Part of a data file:
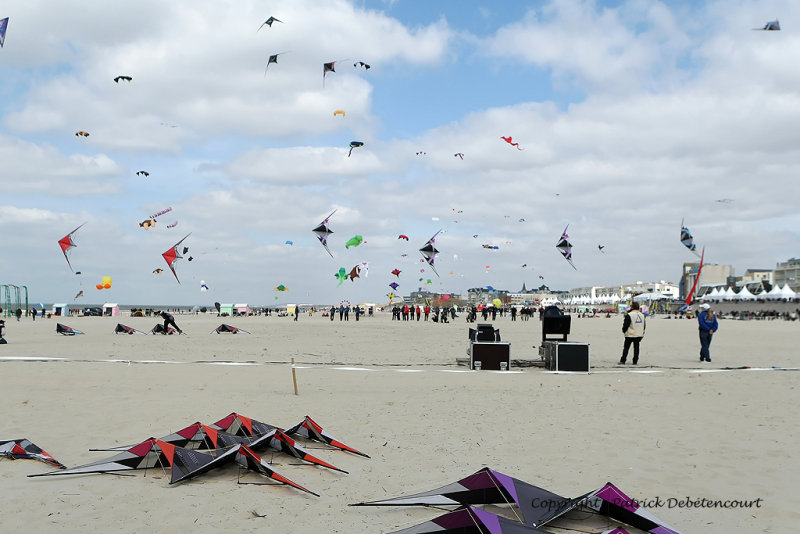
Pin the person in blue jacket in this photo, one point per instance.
(707, 324)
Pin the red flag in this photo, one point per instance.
(697, 279)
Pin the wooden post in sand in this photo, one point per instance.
(294, 378)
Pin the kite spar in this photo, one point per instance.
(697, 279)
(429, 252)
(3, 27)
(67, 242)
(565, 247)
(322, 232)
(687, 240)
(173, 254)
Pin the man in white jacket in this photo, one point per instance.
(633, 327)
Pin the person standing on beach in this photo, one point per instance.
(169, 320)
(633, 327)
(707, 325)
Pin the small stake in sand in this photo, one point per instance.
(294, 377)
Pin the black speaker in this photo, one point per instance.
(492, 356)
(571, 356)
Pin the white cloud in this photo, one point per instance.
(673, 119)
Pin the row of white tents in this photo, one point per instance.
(776, 293)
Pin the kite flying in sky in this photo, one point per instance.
(272, 59)
(687, 239)
(354, 241)
(354, 144)
(322, 232)
(354, 273)
(269, 22)
(68, 242)
(326, 68)
(565, 247)
(3, 27)
(772, 26)
(429, 252)
(162, 212)
(510, 141)
(173, 254)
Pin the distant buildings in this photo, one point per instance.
(713, 275)
(755, 280)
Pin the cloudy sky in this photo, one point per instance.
(631, 116)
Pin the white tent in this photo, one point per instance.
(728, 294)
(744, 294)
(774, 294)
(787, 292)
(649, 297)
(712, 295)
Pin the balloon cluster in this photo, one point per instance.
(105, 283)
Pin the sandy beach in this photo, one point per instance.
(668, 428)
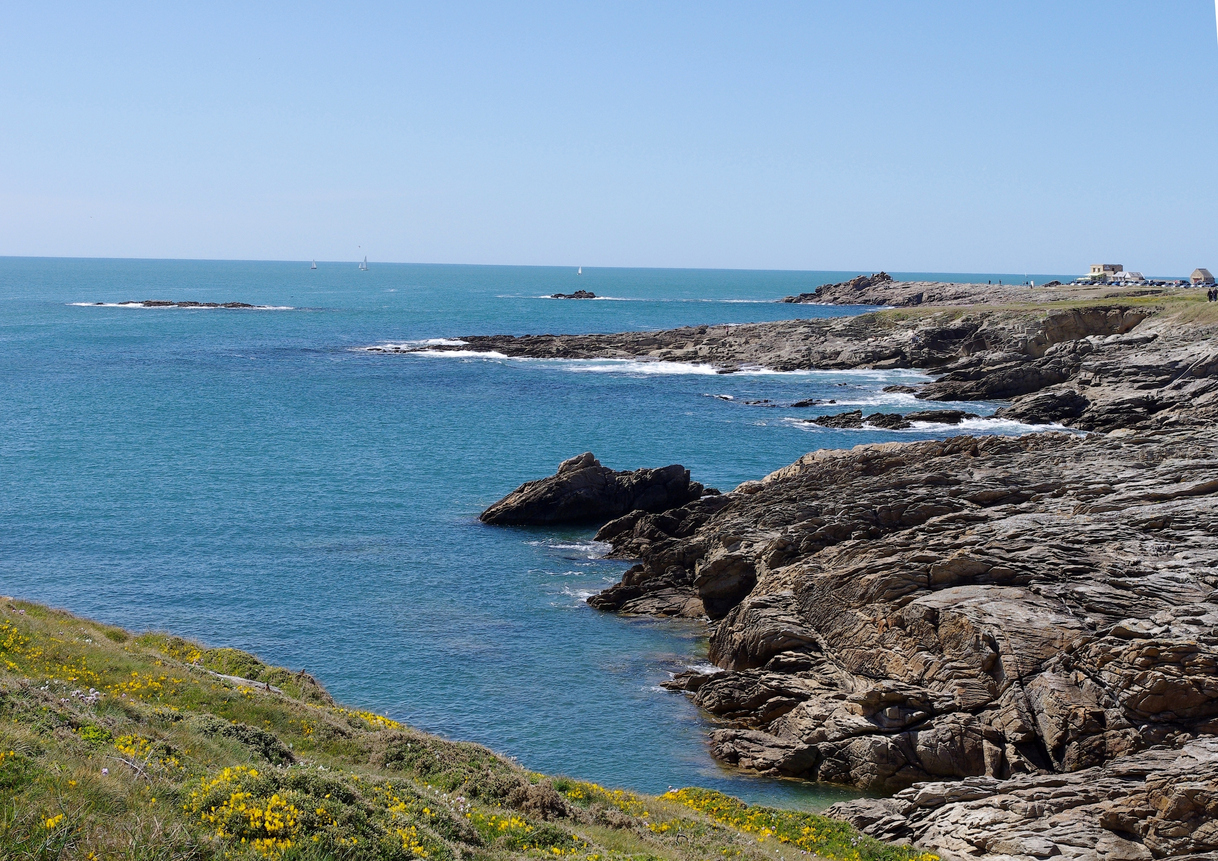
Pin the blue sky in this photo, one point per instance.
(943, 137)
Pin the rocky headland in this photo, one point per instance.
(1017, 635)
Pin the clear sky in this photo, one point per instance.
(944, 137)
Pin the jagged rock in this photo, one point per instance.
(964, 608)
(585, 491)
(848, 292)
(940, 417)
(1161, 803)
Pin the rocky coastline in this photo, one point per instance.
(1020, 636)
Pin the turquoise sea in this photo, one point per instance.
(257, 479)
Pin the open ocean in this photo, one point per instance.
(257, 479)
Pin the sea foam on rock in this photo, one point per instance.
(584, 491)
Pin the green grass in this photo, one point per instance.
(115, 745)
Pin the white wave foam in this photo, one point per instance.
(588, 549)
(992, 425)
(984, 424)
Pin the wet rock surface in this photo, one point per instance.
(584, 491)
(1020, 636)
(999, 608)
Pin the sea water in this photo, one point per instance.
(260, 479)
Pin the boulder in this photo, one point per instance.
(584, 491)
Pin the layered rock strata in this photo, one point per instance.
(584, 491)
(1157, 804)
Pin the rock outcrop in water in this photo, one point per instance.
(1000, 608)
(585, 491)
(1020, 632)
(1157, 804)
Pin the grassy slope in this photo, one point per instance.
(122, 747)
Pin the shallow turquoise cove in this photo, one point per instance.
(257, 479)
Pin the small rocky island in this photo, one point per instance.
(1017, 636)
(584, 491)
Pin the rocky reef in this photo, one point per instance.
(1018, 636)
(1033, 620)
(584, 491)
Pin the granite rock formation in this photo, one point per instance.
(584, 491)
(1020, 636)
(1157, 804)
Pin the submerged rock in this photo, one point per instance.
(585, 491)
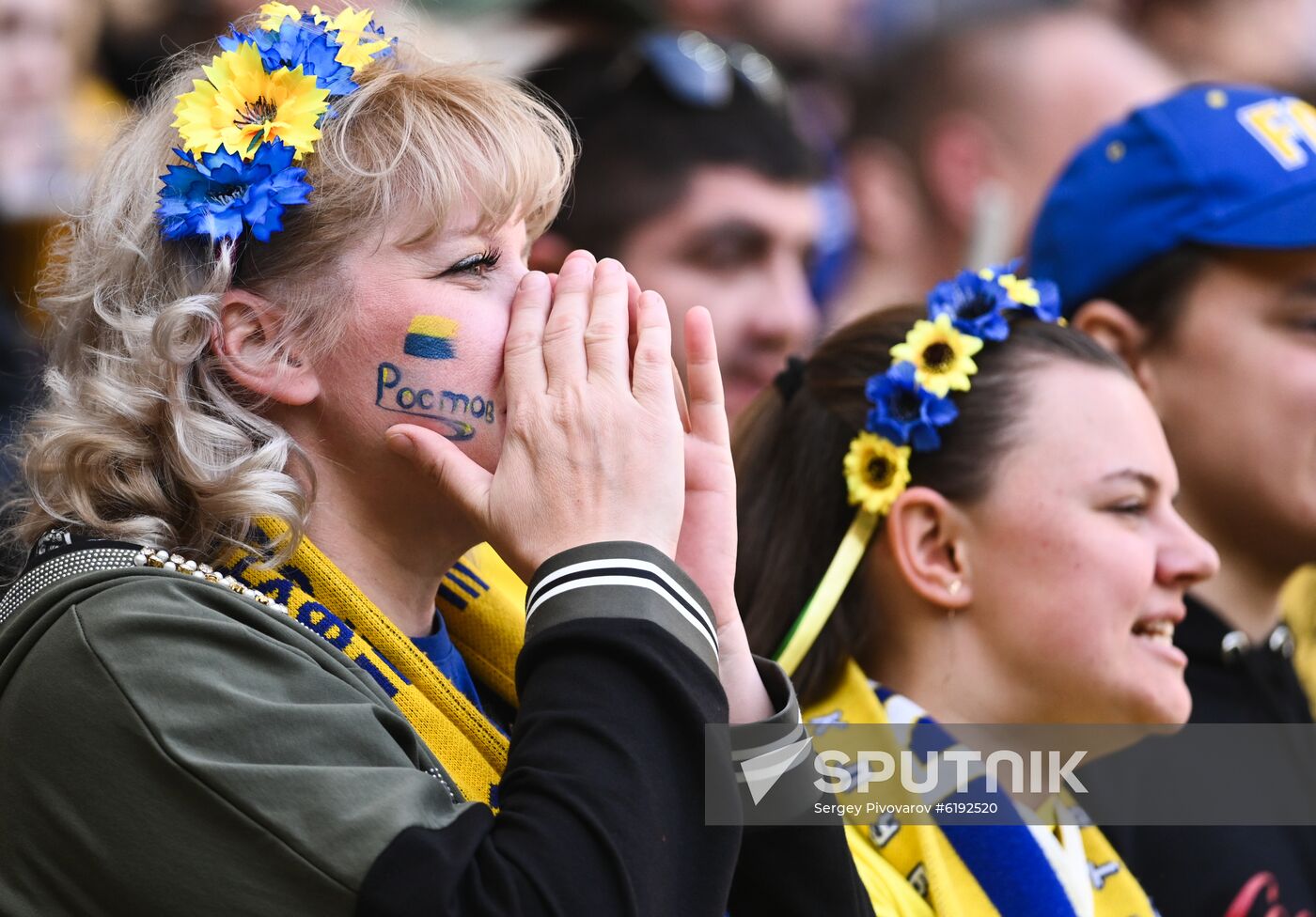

* [TASK STATEMENT]: Please extract every line of the material above that contains the word "water", copying each line in full. Case counts.

* [TASK RESULT]:
Pin the sea water in this photo, one point per instance.
Pin the rock outcrop in water in this photo, one point per instance.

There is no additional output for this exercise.